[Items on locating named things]
════════════════

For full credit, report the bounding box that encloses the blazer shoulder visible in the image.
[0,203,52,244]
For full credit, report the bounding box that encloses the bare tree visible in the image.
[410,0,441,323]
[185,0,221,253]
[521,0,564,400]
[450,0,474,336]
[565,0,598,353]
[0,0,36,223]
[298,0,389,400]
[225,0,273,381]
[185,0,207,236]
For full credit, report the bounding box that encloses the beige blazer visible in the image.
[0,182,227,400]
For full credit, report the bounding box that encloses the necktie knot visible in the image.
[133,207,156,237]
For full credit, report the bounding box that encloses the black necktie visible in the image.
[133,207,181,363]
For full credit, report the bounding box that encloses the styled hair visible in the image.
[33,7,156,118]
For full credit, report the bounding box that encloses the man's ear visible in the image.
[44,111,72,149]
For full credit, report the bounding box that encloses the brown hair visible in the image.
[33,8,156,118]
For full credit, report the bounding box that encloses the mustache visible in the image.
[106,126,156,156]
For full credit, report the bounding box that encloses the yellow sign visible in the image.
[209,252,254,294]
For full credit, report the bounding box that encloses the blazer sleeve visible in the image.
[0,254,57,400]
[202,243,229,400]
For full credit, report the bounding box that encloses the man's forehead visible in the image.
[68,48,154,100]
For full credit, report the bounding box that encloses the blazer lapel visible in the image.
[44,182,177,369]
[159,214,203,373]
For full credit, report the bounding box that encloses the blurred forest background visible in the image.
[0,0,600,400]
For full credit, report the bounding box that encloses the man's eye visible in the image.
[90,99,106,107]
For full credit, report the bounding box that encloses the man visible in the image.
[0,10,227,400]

════════════════

- TASK REQUIREMENTS:
Please output the items from the line containing "forehead visible in the image." through the end of the items as a two-column CSV with columns item and answer. Give one row per item, with each field in quotes and any line breaks replaced by spaces.

- FULL OUTPUT:
item,answer
"For full credit, report the bounding box that encloses the man's forehead visible in the image.","[68,48,154,100]"
"For full credit, report the bounding box that encloses the blazer lapel visible in the image.","[44,182,177,369] [159,214,203,373]"
"For full credit, report the bounding box that encloses the blurred forest background visible in the image.","[0,0,600,400]"
"For full credit, report the bounding box that encloses the man's eye visible in the image.","[90,99,106,107]"
"For full credit, report the bounding box that encloses the man visible in the image.","[0,10,227,400]"